Assigned task - Between the line containing "Target: leafy tree" and the line containing "of the window." lies a run of lines; give that run again exactly, with both of those lines, and nothing else from the entries below.

* * *

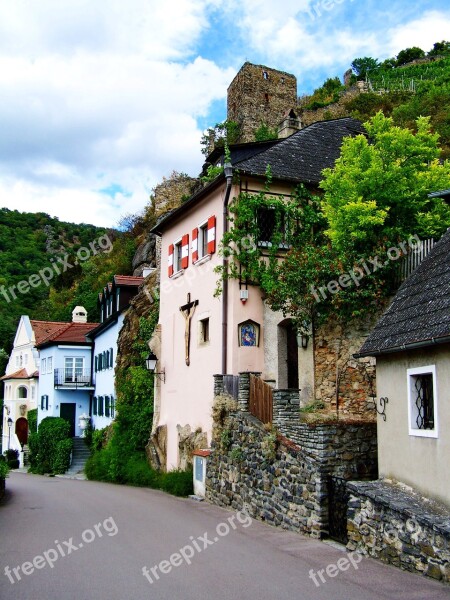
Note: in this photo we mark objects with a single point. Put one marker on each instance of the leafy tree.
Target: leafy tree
(364, 66)
(440, 48)
(226, 132)
(376, 197)
(377, 192)
(264, 133)
(408, 55)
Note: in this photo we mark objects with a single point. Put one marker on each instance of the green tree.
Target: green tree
(376, 197)
(364, 66)
(409, 54)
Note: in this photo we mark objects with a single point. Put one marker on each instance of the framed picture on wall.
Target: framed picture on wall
(248, 333)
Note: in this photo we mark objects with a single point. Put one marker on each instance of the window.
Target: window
(177, 255)
(422, 401)
(203, 240)
(270, 223)
(73, 369)
(204, 331)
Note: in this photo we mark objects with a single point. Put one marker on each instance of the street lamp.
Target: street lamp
(9, 432)
(151, 362)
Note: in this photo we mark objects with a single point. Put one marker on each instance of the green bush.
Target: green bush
(46, 453)
(32, 420)
(61, 459)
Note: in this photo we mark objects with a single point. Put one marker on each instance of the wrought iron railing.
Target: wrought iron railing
(73, 378)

* * *

Response to the task -
Target: leafy tree
(364, 66)
(440, 48)
(226, 132)
(376, 197)
(377, 192)
(264, 133)
(408, 55)
Note: in this photo we mark objects with a single point. Put one marker on each instance of the green tree.
Target: green tree
(376, 197)
(364, 66)
(409, 54)
Note: in this photo we mark objects with a single point. Put one marker on each instance of the framed picture on wall.
Target: framed picture on wall
(248, 333)
Note: in this photo we mark objects with a single point. Put one marker on each instance of the window.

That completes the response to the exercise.